What is being asked -
Pictures within the data are to be left out; everything else must be reproduced exactly.

(Data extracted from a collection)
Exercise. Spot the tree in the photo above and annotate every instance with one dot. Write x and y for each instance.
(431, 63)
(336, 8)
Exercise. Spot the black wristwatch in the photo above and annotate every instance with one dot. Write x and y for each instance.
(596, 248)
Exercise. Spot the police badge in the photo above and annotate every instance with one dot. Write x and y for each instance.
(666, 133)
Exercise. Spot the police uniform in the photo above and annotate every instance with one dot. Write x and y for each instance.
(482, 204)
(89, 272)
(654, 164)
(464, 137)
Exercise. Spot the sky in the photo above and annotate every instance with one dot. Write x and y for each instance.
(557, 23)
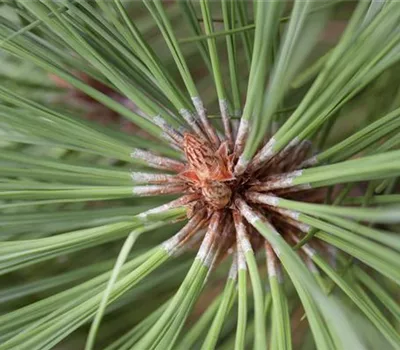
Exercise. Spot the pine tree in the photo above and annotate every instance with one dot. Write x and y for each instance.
(199, 175)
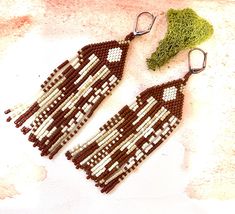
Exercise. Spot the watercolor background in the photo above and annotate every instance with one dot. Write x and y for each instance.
(193, 172)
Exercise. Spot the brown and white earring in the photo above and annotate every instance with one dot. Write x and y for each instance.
(133, 133)
(72, 92)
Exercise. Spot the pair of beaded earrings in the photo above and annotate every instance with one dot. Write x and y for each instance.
(74, 90)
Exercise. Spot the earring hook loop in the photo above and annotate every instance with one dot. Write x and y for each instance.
(137, 32)
(197, 70)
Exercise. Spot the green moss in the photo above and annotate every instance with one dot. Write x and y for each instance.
(185, 30)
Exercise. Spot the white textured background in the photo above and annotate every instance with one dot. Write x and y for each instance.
(192, 172)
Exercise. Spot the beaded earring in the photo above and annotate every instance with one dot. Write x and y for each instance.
(72, 92)
(133, 133)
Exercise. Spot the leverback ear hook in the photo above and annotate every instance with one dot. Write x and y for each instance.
(141, 32)
(197, 70)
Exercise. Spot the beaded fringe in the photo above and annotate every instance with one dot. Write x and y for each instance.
(131, 135)
(71, 94)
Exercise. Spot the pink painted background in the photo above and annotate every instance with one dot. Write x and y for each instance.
(193, 172)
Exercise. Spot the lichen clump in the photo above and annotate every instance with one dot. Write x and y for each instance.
(185, 30)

Problem solution -
Exercise. Spot the tree in the photo above and annotate every instance with one dot. Write x and y for each instance.
(431, 63)
(336, 8)
Exercise. Spot the black wristwatch in the photo above and annotate every instance with one dot. Write x and y for each instance.
(596, 248)
Exercise. Spot the police badge in the photo above and annotate every instance with one dot. Write x and y for each instance.
(666, 133)
Exercise. Spot the police uniform in the photo above and annotate every instance with one dot. Write x and y for each instance.
(482, 204)
(89, 272)
(654, 164)
(464, 137)
Exercise. Spot the sky in the photo above and annotate every instance with one dot. Write x and y for each instance.
(557, 23)
Exercise. Spot the pine tree in the photo above and annotate every instance with one dot. Write x and y for each instance.
(199, 175)
Exercise. Spot the watercolor background in the photo above and annotate every instance with one dot. Write x and y for each instance.
(193, 172)
Exercise. Spot the brown and white earring in the photo above and annotate every instance with one dot. Write x and y for each instance.
(133, 133)
(72, 92)
Exercise. Spot the pair of beaded earrings in the photo above and annotate every instance with one dot. Write x and y for each instance.
(74, 90)
Exercise. Spot the earring hook loop in the photo above and annotate every instance with one dot. Write x and y for each instance.
(137, 32)
(197, 70)
Exercise. Spot the green moss in the photo above and annotate every instance with one dot. Write x and y for each instance.
(185, 30)
Exercise. Spot the white textured background in the photo above and annotate every instance with one dot. Write x and y for each instance.
(192, 172)
Exercise. Spot the beaded earring in the photo above and annotate every instance with one dot. Write x and y for each instance.
(72, 92)
(133, 133)
Exercise. Spot the leverback ear hook in the photo above and annotate every instance with one dot. Write x and y for each instance.
(141, 32)
(197, 70)
Exercise. Spot the beaded fringe in the photo above and annotate every instance with one dot. Write x and y for each instance.
(131, 135)
(71, 94)
Exercise. Spot the pink painted background in the photo above and annotate every instance with one dot. Write x and y for each instance.
(193, 172)
Exercise. Spot the lichen clump in the photo above and annotate every instance with one dot. Write x and y for each instance.
(185, 30)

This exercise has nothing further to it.